### Extracted records

------------------------------------------------

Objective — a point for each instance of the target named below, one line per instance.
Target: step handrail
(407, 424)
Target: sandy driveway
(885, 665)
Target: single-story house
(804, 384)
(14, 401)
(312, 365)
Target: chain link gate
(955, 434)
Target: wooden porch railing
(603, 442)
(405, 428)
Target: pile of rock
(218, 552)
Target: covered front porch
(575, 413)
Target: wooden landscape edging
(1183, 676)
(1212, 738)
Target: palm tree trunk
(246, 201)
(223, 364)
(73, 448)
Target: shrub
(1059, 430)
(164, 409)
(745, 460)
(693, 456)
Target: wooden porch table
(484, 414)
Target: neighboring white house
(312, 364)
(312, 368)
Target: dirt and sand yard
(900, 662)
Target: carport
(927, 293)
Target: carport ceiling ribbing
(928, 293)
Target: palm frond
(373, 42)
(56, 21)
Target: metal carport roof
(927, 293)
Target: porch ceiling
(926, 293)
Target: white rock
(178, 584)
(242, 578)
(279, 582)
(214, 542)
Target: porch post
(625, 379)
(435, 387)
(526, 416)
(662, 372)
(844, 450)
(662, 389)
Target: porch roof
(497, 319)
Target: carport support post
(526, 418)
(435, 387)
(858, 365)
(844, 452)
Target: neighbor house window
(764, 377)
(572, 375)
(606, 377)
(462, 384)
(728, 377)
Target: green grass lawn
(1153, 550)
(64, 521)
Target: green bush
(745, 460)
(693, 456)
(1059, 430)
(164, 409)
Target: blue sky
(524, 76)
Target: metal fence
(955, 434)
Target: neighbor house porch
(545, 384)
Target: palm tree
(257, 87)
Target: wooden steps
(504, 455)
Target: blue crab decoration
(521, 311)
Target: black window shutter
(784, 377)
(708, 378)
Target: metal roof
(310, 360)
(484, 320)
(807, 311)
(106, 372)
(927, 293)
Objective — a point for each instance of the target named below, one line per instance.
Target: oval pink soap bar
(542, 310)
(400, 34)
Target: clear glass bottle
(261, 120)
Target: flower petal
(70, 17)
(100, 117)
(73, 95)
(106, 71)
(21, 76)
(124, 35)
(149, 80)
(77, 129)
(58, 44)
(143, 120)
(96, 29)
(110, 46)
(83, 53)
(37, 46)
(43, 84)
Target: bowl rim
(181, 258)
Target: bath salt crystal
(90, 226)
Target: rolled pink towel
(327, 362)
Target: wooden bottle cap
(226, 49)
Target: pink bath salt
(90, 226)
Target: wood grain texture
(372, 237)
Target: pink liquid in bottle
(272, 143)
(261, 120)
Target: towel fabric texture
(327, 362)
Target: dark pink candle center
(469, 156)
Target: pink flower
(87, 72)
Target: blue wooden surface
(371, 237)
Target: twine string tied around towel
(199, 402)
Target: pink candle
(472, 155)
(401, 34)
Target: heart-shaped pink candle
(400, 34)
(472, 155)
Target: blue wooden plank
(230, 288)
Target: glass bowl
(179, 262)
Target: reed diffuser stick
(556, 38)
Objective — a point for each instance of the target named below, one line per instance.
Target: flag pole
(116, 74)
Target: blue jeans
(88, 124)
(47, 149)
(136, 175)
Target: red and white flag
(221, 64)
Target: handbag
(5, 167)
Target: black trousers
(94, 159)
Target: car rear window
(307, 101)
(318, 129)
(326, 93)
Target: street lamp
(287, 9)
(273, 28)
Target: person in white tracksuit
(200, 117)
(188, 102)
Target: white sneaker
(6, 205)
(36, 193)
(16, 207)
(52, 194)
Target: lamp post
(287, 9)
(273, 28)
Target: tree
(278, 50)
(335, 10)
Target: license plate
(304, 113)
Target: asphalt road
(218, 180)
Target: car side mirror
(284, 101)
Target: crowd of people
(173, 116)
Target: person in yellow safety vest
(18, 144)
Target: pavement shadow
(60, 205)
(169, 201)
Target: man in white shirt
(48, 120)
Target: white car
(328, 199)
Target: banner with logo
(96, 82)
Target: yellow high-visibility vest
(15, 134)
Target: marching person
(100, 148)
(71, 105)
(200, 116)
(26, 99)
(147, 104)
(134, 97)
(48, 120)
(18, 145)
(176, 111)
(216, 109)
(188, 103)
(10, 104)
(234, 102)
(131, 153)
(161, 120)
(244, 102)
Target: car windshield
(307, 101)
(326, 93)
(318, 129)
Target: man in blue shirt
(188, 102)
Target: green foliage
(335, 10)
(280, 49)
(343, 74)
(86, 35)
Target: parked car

------------------------------------------------

### The task
Reproduce the material above exactly; please quote every line of it.

### Response for this exercise
Objective — a point for each instance of the target named below, one line per instance.
Target: step handrail
(407, 424)
Target: sandy driveway
(885, 665)
Target: single-story house
(804, 384)
(14, 401)
(312, 365)
Target: chain link gate
(955, 434)
Target: wooden porch railing
(603, 442)
(405, 428)
Target: pile of rock
(218, 552)
Target: covered front porch
(575, 413)
Target: wooden landscape edging
(1183, 676)
(1212, 738)
Target: palm tree trunk
(246, 201)
(223, 364)
(73, 448)
Target: shrub
(1059, 430)
(164, 409)
(745, 460)
(693, 456)
Target: wooden porch table
(484, 414)
Target: neighboring white house
(312, 364)
(312, 368)
Target: dirt and sand yard
(900, 662)
Target: carport
(927, 293)
Target: carport ceiling ribbing
(928, 293)
Target: palm frond
(373, 42)
(56, 21)
Target: metal carport roof
(927, 293)
Target: porch ceiling
(926, 293)
Target: white rock
(178, 584)
(242, 578)
(279, 582)
(214, 542)
Target: porch post
(625, 379)
(435, 387)
(526, 416)
(662, 372)
(844, 450)
(662, 389)
Target: porch roof
(497, 319)
Target: carport support post
(526, 418)
(435, 387)
(858, 365)
(844, 452)
Target: neighbor house window
(764, 377)
(572, 375)
(606, 377)
(462, 384)
(728, 377)
Target: green grass lawn
(1153, 550)
(64, 521)
Target: green bush
(745, 460)
(693, 456)
(1059, 430)
(164, 409)
Target: blue sky
(524, 76)
Target: metal fence
(955, 434)
Target: neighbor house porch
(545, 384)
Target: palm tree
(257, 87)
Target: wooden steps
(504, 455)
Target: blue crab decoration
(521, 311)
Target: black window shutter
(784, 377)
(708, 378)
Target: metal roof
(310, 360)
(484, 320)
(807, 311)
(106, 372)
(927, 293)
Objective — a point for each instance of the target named below, one line per instance.
Target: oval pink soap bar
(542, 310)
(400, 34)
Target: clear glass bottle
(261, 120)
Target: flower petal
(70, 17)
(100, 117)
(73, 95)
(106, 71)
(21, 76)
(124, 35)
(149, 80)
(77, 129)
(58, 44)
(143, 120)
(96, 29)
(110, 46)
(83, 53)
(37, 46)
(43, 84)
Target: bowl rim
(181, 258)
Target: bath salt crystal
(90, 226)
Target: rolled pink towel
(327, 362)
Target: wooden bottle cap
(226, 49)
Target: pink bath salt
(90, 226)
Target: wood grain texture
(372, 237)
Target: pink liquid in bottle
(272, 143)
(261, 120)
Target: towel fabric texture
(327, 362)
Target: dark pink candle center
(469, 156)
Target: pink flower
(87, 72)
Target: blue wooden surface
(371, 237)
Target: twine string tied around towel
(199, 402)
Target: pink candle
(472, 155)
(401, 34)
Target: heart-shaped pink candle
(400, 34)
(472, 155)
Target: blue wooden plank
(230, 288)
Target: glass bowl
(179, 262)
Target: reed diffuser stick
(556, 38)
Objective — a point for each instance of the target named below, one line per instance.
Target: flag pole
(116, 74)
Target: blue jeans
(88, 124)
(47, 149)
(136, 175)
Target: red and white flag
(221, 64)
Target: handbag
(5, 167)
Target: black trousers
(94, 159)
Target: car rear window
(307, 101)
(318, 129)
(326, 93)
Target: street lamp
(287, 9)
(273, 28)
Target: person in white tracksuit
(200, 117)
(188, 102)
Target: white sneaker
(6, 205)
(36, 193)
(16, 207)
(52, 194)
Target: lamp post
(287, 9)
(273, 28)
Target: tree
(278, 50)
(335, 10)
Target: license plate
(304, 113)
Target: asphalt road
(218, 180)
Target: car side mirror
(284, 101)
Target: crowd of people
(173, 116)
Target: person in yellow safety vest
(18, 144)
Target: pavement shadow
(60, 205)
(169, 201)
Target: man in white shirt
(48, 120)
Target: white car
(328, 199)
Target: banner with logo
(96, 82)
Target: yellow high-visibility vest
(15, 134)
Target: marching person
(100, 148)
(71, 105)
(200, 116)
(26, 99)
(147, 104)
(134, 97)
(48, 120)
(18, 145)
(176, 111)
(216, 109)
(188, 103)
(10, 104)
(234, 102)
(131, 153)
(161, 120)
(244, 102)
Target: car windshield
(307, 101)
(326, 93)
(318, 129)
Target: man in blue shirt
(188, 102)
Target: green foliage
(335, 10)
(280, 49)
(343, 74)
(86, 35)
Target: parked car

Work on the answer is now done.